Instruções da tarefa:
Responda com base no texto do documento abaixo:
(a) Que livro serviu de mote ao curso "As dimensões do silêncio"?
(b) Quem assina a tradução de Le dernier amour du président?
(c) Em que língua a trilogia foi escrita originalmente?

Outro curso que frequentei este ano foi “As dimensões do silêncio”, que teve justamente o livro de Kagge como mote, mas em que se leram muitas outras coisas, entre filósofos como Byung-Chul Han e poetas como Goethe, Rilke e Baudelaire. 24) também foi leitura deste curso, e o conto (?) Le silence de la mer de Vercors, num livro com outros textos que eu ainda estou lendo. Com o mesmo professor deste curso fiz “Hamburg liest Borchert” e me reencontrei com o autor de Drauβen vor der Tür (de que comentei em outra postagem por aí) em muitos curtos textos, os que listei em 26).

23) 25/8 – Le dernier amour du président, Andreï Kourkov, trad. Annie Epelboin

Esta história começa com uma folhinha de calendário. O mesmo calendário que mencionei em 8) e que trazia uma resenha com foto da capa de um livro de um ucraniano. A história era de um funcionário público andante que coletava dados pro censo, acho, e ia nesse caminho conhecendo pessoas e suas estórias estapafúrdias – como em geral são todas na Ucrânia (diz o próprio autor, se entendi bem). Com uma rápida busca nanétchi, descobri que o livro era parte de uma trilogia, originalmente escrita em russo, mas já traduzida para o alemão. Por essa época, eu estava querendo ler algo em francês, então fui procurar a tradução francesa dos três títulos, só pra me frustrar loucamente com a notícia de que não estavam disponíveis. Virou um “projeto” (já falei dos meus projetos em outra postagem; resumidamente, é um nome bonito que arranjei pras minhas obsessões de leituras e descobertas triviais que se encaixam e vão formando um fio – frequentemente longo – cuja lógica só eu entendo – às vezes).

Material fornecido:
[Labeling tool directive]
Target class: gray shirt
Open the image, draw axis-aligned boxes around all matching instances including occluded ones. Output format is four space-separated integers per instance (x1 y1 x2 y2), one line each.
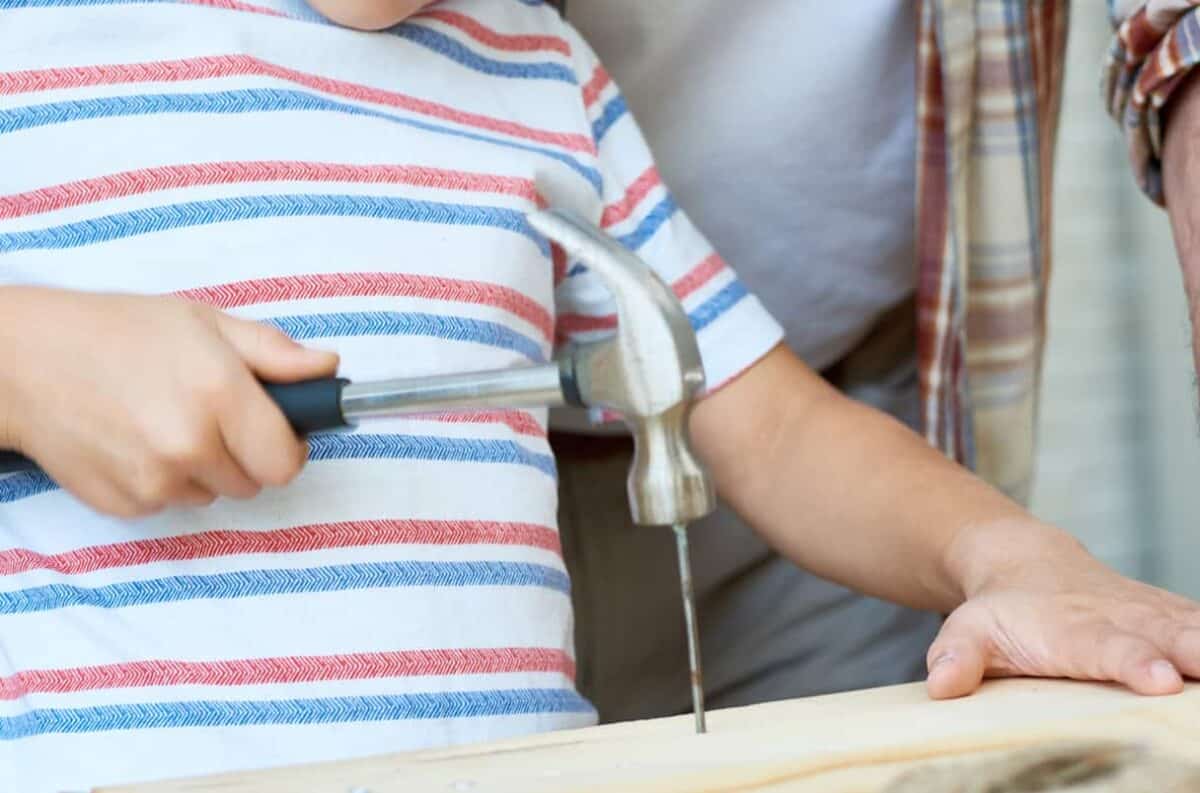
566 0 916 370
556 0 938 721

Resultado a seguir:
(a) O livro de Kagge.
(b) Annie Epelboin.
(c) Em russo.